_Information shown_:
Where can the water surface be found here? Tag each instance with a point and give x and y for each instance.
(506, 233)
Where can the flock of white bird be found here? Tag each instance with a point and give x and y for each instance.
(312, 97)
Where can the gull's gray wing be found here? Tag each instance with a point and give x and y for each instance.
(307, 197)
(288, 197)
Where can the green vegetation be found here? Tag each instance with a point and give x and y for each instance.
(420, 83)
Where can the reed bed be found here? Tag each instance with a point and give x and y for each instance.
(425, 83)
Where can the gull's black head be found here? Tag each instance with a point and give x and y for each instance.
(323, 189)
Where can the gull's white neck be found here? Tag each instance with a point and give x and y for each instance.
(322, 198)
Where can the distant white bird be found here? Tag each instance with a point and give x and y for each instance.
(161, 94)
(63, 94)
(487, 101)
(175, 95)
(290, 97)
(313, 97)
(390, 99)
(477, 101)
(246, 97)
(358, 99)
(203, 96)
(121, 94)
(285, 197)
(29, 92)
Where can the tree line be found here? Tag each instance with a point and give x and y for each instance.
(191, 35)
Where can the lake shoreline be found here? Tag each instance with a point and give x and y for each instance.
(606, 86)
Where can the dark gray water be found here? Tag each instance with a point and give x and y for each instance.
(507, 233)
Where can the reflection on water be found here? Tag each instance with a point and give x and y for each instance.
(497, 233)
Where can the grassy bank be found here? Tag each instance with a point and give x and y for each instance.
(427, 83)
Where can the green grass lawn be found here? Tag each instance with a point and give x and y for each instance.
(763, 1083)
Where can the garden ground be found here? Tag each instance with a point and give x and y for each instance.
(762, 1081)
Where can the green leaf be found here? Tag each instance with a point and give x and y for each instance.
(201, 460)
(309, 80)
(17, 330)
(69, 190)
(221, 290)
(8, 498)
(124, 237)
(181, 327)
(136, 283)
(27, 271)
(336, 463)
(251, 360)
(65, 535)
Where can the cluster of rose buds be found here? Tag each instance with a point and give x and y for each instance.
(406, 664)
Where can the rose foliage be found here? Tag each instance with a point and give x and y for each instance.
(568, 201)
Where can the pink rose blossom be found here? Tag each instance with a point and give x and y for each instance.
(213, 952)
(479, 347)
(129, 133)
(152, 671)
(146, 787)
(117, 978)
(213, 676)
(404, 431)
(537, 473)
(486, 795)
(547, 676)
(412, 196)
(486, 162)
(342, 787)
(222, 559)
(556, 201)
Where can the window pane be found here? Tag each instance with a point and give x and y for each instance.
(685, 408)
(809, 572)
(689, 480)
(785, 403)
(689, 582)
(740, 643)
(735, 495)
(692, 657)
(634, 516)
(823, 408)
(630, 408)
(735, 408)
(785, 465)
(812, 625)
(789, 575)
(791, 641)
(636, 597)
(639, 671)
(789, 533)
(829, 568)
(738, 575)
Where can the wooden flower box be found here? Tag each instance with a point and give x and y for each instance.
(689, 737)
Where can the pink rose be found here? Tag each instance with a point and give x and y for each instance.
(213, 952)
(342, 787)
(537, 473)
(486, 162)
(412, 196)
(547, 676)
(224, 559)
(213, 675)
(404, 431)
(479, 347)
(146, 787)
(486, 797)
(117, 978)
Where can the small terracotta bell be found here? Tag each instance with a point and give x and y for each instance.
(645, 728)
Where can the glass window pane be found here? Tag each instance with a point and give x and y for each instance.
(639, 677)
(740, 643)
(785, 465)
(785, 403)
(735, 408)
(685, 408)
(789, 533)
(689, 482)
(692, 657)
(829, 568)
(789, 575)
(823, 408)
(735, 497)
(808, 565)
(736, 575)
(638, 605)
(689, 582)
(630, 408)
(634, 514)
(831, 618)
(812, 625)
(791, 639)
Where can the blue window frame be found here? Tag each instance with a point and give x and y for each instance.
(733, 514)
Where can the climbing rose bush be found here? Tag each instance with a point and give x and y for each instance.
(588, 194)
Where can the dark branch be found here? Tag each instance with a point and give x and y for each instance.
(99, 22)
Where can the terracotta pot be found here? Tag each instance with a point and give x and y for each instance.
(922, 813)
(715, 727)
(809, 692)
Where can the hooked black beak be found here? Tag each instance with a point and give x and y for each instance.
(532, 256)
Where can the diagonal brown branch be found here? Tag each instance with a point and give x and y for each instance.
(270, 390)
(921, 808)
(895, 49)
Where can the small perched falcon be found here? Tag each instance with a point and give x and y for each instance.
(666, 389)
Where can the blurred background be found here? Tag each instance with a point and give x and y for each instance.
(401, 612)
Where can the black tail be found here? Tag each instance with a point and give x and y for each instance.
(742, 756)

_What to work on_: Rewrite the listing above, replacing every "be found here" with "be seen here" and leaving everything else unchanged.

_Answer to this problem_:
Where can the water surface be seen here? Tag each instance with a point and give x and y for each instance.
(506, 233)
Where can the flock of white bird be seen here? Tag each instance with a point and give x and y for each instance.
(312, 97)
Where can the gull's gray wing be seen here? Tag each instance with a point and give x and y for each instance.
(307, 197)
(288, 197)
Where can the green vegetation be seen here? Tag each instance with a point and give x and y for each instance.
(420, 83)
Where can the reed bed be seen here? Tag each instance with a point and give x and y for each instance.
(425, 83)
Where can the gull's black head be seen here? Tag each instance with a point and give x and y for each instance.
(323, 189)
Where can the gull's white neck be seen here? Tag each instance with a point and give x and y for each instance.
(322, 198)
Where can the distant white bird be seen here? Tag each instance with a point and give x and y for each instance.
(161, 94)
(63, 94)
(487, 101)
(175, 95)
(290, 97)
(313, 97)
(390, 99)
(477, 101)
(246, 97)
(358, 99)
(203, 96)
(121, 94)
(285, 197)
(29, 92)
Where can the tree line be seen here? Tag each instance with a point and give x and y for each instance.
(191, 35)
Where can the lake shoreline be seen here? Tag each instance with a point and give x and y for each instance.
(606, 86)
Where can the dark gray water be seen here? Tag each instance with a point and give x and y for each instance.
(507, 233)
Where can the reflection on water be seen here? Tag each instance with a point and give x and y for each instance.
(497, 233)
Where can the grassy bank be seen here? Tag each instance with a point and give x and y for each instance.
(427, 83)
Where can the green grass lawn be seen here? Tag each instance with a point and give x and y for each instance.
(763, 1083)
Where can the garden ground be seen here? Tag each instance with a point and give x and y for each instance.
(762, 1081)
Where can the green leaf be seen here? Tag each instance with a point and give x and y for each instance.
(201, 460)
(309, 80)
(17, 330)
(69, 190)
(221, 290)
(8, 498)
(124, 237)
(181, 327)
(136, 283)
(27, 271)
(336, 463)
(251, 360)
(65, 535)
Where can the cluster of rose buds be seen here? Tag each instance with a point and give x and y for each instance.
(406, 664)
Where can the rose foliage be seen here? Tag each instance with a point and give x and y for each instance.
(568, 201)
Where can the pink rose blossom be seen here? Tag each instance with a point and give x and y for each instance.
(213, 952)
(479, 347)
(129, 133)
(152, 671)
(146, 787)
(117, 978)
(213, 676)
(404, 431)
(537, 473)
(486, 795)
(547, 676)
(412, 196)
(486, 162)
(342, 787)
(222, 559)
(556, 201)
Where can the window pane be seen here? Tag each instance with a point and give x and y for each instance.
(685, 408)
(809, 572)
(689, 480)
(785, 403)
(689, 582)
(740, 643)
(735, 495)
(692, 657)
(634, 516)
(823, 408)
(630, 408)
(735, 408)
(785, 465)
(812, 625)
(789, 575)
(791, 641)
(636, 597)
(639, 671)
(789, 533)
(829, 568)
(738, 575)
Where can the wooden flower box be seen here? Tag each instance with a point and give x and y for each instance.
(689, 737)
Where can the pink rose be seen here? Tag each instance with a point and give x and y for each instance.
(213, 952)
(342, 787)
(537, 473)
(486, 162)
(412, 196)
(547, 676)
(224, 559)
(213, 675)
(404, 431)
(479, 347)
(146, 787)
(486, 797)
(117, 978)
Where can the small terracotta bell be seen here? Tag each instance with a point and give x and y for each instance.
(645, 728)
Where can the glass window pane be seen here? Tag each instance with a point and give x and y for each instance.
(639, 677)
(740, 643)
(785, 465)
(785, 403)
(735, 408)
(685, 408)
(789, 533)
(689, 482)
(692, 657)
(829, 568)
(789, 575)
(823, 408)
(735, 497)
(808, 565)
(736, 575)
(638, 605)
(689, 582)
(630, 408)
(634, 514)
(831, 618)
(812, 625)
(791, 639)
Where can the blue window frame be seen here? Tag each instance with a point and give x and y for each instance.
(733, 514)
Where can the climbing rose bush be seen here? Tag each instance with a point and give x and y for each instance.
(588, 194)
Where can the dark branch be seen here? Tag each instance with a point and give x and y for each instance.
(99, 22)
Where can the terracotta pot be seen here? Tag each instance with a point and give x and y for each instance.
(922, 813)
(715, 727)
(809, 692)
Where can the hooked black beak be seen here? Tag each instance with a point and give x and y for each instance.
(532, 256)
Where can the diagonal brown branch be seen here? Tag each instance with a point and give x and y for each instance.
(270, 390)
(921, 808)
(895, 49)
Where can the small perched falcon be seen here? Tag each instance with a point and give x and y for each instance.
(666, 389)
Where can the blurred background be seen here? Tag each instance with a point and give x and y for each instance.
(401, 612)
Where can the black tail be seen here? Tag each instance with a point and give x and y for each instance.
(742, 756)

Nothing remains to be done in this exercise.